### QUESTIONS TO ANSWER
(1) Set down the passage on tuberculosis and lung research word for word, from "This has been" up to and including "evolved over time?".
(2) Answer these questions from the passage on tuberculosis and lung research:
(a) In what year did the speaker graduate from medical school?
(b) How long did the speaker spend in Europe?
(c) Which researcher at the School of Public Health is named?
(3) Extend the passage on tuberculosis and lung research, picking up after its final sentence.

--- QUOTED PASSAGE Enclosed Below ---

This has been very, very rewarding. I've been in every state in the United States, and I've been in most of the countries of Europe, some of Asia. And New Zealand and Australia multiple times. I have also travelled to Kenya, South Africa, Nigeria and Egypt, all in Africa. I feel that I am a citizen of this one world, and that I can resonate with people, with a lot in common—it's called science, science methods. And I am so saturated and pleased to share it with anybody who will listen. And that makes for a very fulfilling life.

How has my career evolved over time?

I did have a brief, or rather a lengthy, I guess I should say, bout with tuberculosis shortly after graduating from medical school in 1952. I went to the Trudeau Sanitarium in New York, which was a place in Saranac Lake where people went when they had to spend a year at rest—which meant bed rest, at the time that was about the only treatment. Shortly after that I think I was put on streptomycin and PAS, and the drugs and rest did put me back on the track.

I did it in a rather different way than most people. I signed myself out of the sanitarium and went home to bed, with a pair of parents who were very supportive of my making that move. And I also, when I was really totally asymptomatic all this time, decided to go to Europe and take my pills with me, and did. I packed one suitcase of medication and another suitcase of clothes, and got a good friend, and spent three months in Europe, on a regime that I programmed for myself, which was 12 hours in bed every night and in the daytime mostly walking around and looking at exhibits and enjoying myself, but not anything strenuous.

I'm pretty sure that my interest in the lung was stimulated by my own experience with minimal tuberculosis. I think that what was most important to me, was to know more about the physiology of the lung.

The experience as a researcher with Dr. Jerry Mead and others at the School of Public Health led me to do a lot of reading and thinking about the lung with guidance from them, and one time I came upon an article which said: "Bubbles from lungs are stable, and have very low surface tension, and that's why the lung can retain air and expiration."

I thought: Gee, that's interesting, that these babies can't do that. The babies' lungs become airless. And they have a hard time getting air in again. Do you think maybe this was important? And I said it to myself, I guess, because I wasn't able to communicate much more than I am to you right now. But when the word "surface tension" surfaced, I said, "Hmm. I need to know more about surface tension, and how it could be lowered in these little babies."

--- End of Enclosed QUOTED PASSAGE ---
--- EXTRACTED RECORDS Enclosed Below ---

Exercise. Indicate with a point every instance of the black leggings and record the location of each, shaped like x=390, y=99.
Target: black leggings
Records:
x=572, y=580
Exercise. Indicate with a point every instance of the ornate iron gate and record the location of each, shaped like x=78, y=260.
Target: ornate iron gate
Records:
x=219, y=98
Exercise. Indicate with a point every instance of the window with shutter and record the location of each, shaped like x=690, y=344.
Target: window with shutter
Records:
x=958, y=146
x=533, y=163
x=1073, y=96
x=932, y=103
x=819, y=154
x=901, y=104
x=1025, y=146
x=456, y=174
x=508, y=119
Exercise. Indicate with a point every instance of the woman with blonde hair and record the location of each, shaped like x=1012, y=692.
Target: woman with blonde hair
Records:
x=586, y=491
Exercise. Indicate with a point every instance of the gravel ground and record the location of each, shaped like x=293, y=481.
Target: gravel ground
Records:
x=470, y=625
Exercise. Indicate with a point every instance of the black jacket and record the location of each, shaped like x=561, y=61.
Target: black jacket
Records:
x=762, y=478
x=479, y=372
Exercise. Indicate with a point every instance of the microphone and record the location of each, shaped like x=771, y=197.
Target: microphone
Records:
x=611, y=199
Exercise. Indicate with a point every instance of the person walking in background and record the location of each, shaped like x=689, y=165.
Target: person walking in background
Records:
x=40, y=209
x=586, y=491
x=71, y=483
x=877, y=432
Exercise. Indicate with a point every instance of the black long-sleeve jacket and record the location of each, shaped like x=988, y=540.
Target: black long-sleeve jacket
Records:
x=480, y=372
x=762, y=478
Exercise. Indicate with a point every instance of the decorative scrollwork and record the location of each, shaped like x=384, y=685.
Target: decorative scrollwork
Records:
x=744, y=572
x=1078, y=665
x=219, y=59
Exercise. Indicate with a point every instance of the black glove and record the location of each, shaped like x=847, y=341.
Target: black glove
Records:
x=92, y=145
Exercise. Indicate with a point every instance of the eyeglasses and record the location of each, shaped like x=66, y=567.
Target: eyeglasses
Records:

--- End of Enclosed EXTRACTED RECORDS ---

### ANSWER SECTION
(1)
This has been very, very rewarding. I've been in every state in the United States, and I've been in most of the countries of Europe, some of Asia. And New Zealand and Australia multiple times. I have also travelled to Kenya, South Africa, Nigeria and Egypt, all in Africa. I feel that I am a citizen of this one world, and that I can resonate with people, with a lot in common—it's called science, science methods. And I am so saturated and pleased to share it with anybody who will listen. And that makes for a very fulfilling life.

How has my career evolved over time?

(2)
(a) 1952
(b) Three months
(c) Dr. Jerry Mead

(3)
Just then, by doing a literature search, I came upon a very important article by Dr. John Clements, who had a little instrument, a surface film balance to measure surface tension in lungs. As an aside, he was in the Army at the time studying defenses against war gasses. This was in 1957. And what was a baby doctor doing going to visit somebody who was studying war gas defenses? Well, I was the somebody that said, "I've got to meet this man." And one spring vacation, I lived near Philadelphia, I got in my car and drove to Edgewood, Maryland, and John Clements showed me what he was doing. And I, in turn, told him why I wanted to know.

And I said, "I've got little babies who can't retain air in their lung, because the lung just... the little bubbles eventually collapse. And why does the lung retain air?" And he said, "The surface tension changes with surface area." Ahhh. Then I knew I had it, and I had to have a surface tension measuring machine, and I went right back to Boston, and coerced my mentor into building me a little machine like John Clements had so that I, too could measure surface tension on the lungs of the infants.

And I remember the thrill I had when that connection took place, and it was clear that I could make measurements on lungs, because the babies were dying. If I went to the autopsy, I could get a little piece of lung and study it, and also, just looking at the lungs—they had no foam, and they didn't foam when you squeezed these little bits of tissue. And then, of course, I measured the surface tension and found that it was too high in the babies, and got on to lowering it.